- **PROBLEM DESCRIPTION**
In the entries that follow, which lines hold the string "surface"? List them.

- **EXTRACTED INFORMATION**

________________

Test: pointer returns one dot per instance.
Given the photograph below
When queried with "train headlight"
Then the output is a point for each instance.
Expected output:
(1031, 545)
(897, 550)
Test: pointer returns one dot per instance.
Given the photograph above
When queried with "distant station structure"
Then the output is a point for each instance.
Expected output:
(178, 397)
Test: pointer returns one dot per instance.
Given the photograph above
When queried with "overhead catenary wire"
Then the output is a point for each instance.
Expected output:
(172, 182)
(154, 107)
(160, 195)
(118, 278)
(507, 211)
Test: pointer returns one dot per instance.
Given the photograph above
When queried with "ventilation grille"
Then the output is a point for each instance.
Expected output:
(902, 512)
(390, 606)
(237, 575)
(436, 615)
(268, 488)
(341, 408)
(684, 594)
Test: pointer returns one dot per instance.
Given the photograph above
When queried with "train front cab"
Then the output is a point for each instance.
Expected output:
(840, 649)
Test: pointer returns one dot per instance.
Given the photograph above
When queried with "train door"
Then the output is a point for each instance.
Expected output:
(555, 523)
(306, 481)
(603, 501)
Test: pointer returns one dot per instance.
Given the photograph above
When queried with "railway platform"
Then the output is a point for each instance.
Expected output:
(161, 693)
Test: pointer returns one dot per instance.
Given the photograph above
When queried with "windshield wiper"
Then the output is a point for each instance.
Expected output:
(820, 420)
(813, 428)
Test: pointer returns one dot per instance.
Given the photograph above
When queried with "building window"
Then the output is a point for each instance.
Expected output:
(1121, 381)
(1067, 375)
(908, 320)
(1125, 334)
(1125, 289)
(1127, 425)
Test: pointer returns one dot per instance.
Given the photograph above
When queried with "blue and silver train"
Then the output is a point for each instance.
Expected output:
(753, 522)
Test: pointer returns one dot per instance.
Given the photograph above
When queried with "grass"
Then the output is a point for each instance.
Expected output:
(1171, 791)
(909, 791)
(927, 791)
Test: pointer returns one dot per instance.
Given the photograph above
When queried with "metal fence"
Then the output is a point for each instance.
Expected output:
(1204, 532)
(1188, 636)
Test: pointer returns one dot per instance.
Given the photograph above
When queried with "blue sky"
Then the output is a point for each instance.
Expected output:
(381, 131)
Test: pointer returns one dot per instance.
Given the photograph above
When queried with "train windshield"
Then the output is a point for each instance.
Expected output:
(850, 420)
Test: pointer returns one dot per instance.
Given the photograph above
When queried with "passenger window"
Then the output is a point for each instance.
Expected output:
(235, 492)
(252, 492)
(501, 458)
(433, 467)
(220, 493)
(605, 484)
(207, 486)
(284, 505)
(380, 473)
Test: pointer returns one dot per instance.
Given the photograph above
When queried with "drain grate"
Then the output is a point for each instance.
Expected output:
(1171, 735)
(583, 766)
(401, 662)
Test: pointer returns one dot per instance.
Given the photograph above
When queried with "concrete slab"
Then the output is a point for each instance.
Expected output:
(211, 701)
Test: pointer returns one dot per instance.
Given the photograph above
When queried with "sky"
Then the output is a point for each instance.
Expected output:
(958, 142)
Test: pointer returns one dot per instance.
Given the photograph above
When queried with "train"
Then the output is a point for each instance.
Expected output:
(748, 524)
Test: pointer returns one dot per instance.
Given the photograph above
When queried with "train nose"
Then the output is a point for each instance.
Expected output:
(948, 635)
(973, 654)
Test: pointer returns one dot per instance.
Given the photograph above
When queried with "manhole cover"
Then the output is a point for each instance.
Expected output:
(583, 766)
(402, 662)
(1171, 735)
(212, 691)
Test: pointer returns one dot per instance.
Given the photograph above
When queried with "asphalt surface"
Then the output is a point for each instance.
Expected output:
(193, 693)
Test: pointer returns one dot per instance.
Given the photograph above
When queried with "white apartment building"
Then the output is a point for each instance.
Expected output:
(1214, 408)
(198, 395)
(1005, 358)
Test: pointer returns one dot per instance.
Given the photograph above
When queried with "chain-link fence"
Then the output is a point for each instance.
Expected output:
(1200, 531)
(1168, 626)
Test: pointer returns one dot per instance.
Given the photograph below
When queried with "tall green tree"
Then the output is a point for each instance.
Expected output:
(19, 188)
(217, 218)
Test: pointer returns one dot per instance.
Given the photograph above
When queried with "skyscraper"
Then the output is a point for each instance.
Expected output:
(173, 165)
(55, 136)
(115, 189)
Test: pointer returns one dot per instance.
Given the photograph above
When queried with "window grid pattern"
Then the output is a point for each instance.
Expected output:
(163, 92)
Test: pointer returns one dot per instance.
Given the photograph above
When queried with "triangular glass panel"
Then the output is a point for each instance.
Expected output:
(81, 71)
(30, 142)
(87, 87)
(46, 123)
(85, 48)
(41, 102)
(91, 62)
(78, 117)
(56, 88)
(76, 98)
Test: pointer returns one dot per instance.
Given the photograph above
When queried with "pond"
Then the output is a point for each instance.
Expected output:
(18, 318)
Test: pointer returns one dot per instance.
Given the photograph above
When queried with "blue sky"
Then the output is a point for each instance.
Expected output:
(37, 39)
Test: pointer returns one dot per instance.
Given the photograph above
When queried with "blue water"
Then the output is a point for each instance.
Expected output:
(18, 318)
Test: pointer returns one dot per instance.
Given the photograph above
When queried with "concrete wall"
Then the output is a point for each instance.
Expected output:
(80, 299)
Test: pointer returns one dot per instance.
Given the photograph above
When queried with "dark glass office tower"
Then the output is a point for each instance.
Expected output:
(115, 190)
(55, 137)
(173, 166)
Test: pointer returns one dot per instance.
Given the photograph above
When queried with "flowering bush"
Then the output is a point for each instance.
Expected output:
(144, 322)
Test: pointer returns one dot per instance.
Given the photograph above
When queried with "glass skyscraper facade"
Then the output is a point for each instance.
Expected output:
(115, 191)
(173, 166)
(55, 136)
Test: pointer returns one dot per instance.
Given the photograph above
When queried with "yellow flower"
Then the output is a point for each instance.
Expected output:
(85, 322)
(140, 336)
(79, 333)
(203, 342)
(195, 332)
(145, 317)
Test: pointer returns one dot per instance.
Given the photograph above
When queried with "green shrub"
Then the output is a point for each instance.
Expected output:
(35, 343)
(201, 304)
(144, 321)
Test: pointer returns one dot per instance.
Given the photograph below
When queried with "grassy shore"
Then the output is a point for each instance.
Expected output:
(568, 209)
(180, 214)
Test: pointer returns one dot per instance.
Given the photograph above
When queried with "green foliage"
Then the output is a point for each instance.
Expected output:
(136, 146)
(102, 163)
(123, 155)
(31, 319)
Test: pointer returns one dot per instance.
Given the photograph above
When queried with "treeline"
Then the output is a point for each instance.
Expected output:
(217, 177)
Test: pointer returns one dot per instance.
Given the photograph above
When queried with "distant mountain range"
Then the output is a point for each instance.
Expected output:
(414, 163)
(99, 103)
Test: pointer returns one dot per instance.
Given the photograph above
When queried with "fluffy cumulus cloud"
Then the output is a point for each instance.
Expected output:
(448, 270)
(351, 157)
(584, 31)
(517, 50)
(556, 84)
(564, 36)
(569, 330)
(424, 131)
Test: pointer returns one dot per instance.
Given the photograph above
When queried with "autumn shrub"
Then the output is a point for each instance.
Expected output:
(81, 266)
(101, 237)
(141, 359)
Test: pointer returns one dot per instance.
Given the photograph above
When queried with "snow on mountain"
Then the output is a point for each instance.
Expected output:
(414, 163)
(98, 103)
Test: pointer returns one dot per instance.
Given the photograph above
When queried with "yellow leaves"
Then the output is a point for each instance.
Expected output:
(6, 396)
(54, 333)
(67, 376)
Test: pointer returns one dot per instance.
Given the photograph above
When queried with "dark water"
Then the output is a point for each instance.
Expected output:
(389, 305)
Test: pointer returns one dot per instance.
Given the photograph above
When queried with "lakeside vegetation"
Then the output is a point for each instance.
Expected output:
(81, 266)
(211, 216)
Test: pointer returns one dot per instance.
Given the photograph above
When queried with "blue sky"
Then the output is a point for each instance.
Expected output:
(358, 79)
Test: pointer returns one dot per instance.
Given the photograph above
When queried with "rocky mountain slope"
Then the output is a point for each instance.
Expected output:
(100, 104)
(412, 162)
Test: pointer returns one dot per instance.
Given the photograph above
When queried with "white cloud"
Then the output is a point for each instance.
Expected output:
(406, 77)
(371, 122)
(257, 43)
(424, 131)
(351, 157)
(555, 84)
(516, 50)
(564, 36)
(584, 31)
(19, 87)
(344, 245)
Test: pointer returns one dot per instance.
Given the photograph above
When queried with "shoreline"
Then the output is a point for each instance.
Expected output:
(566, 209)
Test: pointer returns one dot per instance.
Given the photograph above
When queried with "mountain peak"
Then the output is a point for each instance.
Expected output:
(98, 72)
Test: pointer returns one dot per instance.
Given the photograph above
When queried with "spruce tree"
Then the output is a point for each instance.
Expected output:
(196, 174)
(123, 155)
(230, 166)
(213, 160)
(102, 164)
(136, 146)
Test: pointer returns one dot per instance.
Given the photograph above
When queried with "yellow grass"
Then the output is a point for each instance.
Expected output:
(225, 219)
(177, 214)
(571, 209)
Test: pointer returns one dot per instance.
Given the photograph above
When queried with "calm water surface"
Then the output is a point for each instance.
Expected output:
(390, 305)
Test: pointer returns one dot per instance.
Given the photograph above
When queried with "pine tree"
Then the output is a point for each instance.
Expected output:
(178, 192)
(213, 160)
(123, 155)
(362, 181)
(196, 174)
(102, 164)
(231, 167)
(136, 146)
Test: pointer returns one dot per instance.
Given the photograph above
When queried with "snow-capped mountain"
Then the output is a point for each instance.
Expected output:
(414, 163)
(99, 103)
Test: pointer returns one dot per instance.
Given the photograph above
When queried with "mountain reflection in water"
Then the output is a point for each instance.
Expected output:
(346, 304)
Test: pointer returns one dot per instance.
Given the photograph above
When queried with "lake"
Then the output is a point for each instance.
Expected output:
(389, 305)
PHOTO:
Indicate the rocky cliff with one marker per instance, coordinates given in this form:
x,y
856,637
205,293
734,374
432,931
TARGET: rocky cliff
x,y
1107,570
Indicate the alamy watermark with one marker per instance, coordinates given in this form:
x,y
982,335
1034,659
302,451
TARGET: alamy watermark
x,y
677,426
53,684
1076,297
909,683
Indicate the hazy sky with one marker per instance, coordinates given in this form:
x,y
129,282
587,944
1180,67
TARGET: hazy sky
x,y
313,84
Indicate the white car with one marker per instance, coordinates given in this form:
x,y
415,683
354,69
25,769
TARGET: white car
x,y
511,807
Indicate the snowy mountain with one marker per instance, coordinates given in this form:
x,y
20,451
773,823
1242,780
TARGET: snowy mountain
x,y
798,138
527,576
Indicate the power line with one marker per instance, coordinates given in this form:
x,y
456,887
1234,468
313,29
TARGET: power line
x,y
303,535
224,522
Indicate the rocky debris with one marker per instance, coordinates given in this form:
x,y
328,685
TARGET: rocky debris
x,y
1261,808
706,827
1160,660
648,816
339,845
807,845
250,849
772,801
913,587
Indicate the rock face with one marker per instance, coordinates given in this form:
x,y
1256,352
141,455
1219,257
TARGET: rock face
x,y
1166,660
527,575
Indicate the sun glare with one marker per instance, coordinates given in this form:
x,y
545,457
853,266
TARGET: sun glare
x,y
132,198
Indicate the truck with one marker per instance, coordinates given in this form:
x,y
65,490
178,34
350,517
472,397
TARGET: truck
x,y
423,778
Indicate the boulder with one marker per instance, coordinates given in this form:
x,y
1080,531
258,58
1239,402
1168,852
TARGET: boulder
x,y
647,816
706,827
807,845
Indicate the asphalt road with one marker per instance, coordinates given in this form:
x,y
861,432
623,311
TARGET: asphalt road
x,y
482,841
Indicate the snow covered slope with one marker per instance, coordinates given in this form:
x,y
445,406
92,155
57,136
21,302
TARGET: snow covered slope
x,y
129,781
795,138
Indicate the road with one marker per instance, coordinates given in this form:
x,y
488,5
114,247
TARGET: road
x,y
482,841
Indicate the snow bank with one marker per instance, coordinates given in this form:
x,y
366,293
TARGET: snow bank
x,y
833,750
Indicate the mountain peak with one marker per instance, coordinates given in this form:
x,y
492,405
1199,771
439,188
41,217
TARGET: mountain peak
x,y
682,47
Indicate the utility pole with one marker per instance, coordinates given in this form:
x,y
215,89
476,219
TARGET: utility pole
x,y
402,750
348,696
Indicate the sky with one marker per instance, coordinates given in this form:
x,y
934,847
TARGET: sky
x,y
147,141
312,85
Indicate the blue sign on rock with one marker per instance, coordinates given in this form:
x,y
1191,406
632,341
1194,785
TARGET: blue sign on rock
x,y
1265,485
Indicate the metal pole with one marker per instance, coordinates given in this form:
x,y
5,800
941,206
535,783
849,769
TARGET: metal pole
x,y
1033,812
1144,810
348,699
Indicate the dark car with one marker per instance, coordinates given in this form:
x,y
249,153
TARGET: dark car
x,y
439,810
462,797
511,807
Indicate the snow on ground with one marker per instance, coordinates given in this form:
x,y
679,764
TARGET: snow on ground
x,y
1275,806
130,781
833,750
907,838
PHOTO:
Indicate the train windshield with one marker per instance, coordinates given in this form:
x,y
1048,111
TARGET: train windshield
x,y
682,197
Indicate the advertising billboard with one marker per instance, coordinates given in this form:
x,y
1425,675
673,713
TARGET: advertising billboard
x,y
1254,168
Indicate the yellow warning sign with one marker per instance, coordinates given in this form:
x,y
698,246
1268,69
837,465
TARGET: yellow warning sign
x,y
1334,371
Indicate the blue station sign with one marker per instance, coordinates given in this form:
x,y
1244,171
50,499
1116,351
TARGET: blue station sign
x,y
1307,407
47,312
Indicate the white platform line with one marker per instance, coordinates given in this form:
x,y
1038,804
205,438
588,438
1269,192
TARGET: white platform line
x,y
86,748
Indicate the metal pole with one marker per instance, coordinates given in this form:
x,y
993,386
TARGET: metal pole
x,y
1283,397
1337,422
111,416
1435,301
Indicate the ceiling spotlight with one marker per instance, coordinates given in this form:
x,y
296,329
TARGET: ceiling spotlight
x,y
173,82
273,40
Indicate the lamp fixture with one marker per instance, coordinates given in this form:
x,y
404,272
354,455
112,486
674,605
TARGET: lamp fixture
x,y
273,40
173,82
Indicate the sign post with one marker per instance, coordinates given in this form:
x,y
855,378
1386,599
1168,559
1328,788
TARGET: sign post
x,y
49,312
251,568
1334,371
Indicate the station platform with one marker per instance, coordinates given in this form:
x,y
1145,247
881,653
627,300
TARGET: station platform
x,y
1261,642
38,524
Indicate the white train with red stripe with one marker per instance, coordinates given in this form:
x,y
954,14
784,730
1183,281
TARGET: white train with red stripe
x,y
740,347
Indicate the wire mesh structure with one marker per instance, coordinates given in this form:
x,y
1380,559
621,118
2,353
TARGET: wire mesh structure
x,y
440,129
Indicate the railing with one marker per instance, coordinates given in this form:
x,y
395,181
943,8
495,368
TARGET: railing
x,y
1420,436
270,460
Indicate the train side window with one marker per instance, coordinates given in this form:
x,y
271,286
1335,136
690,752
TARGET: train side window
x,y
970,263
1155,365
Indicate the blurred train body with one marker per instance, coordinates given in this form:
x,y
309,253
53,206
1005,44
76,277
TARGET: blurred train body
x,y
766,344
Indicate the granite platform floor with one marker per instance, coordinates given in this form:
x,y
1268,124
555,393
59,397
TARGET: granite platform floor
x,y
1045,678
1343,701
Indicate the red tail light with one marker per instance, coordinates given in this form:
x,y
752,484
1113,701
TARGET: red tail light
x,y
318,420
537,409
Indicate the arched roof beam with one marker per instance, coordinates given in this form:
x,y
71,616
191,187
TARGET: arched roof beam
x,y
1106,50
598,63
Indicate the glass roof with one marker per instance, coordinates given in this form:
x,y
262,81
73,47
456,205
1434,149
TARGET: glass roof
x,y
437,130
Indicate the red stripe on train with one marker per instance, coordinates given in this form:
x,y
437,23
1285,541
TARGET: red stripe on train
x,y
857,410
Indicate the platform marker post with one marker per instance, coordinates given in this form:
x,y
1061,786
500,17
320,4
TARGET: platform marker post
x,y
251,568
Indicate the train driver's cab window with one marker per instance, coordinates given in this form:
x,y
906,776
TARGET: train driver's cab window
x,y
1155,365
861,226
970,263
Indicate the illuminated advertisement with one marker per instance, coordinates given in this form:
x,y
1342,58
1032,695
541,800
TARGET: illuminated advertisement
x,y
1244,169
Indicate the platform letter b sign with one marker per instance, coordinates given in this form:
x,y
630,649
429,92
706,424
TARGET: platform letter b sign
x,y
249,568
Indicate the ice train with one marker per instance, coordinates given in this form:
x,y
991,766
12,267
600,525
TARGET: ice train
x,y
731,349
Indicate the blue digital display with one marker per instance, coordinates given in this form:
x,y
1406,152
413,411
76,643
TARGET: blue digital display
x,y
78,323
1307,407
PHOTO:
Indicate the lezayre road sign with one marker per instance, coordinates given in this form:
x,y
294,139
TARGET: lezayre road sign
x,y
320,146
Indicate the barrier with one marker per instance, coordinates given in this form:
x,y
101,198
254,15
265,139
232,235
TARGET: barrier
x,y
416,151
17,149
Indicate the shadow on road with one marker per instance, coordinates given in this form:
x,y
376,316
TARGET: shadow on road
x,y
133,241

________________

- **TASK ANSWER**
When queried with "asphalt surface"
When queried with "calm water surface"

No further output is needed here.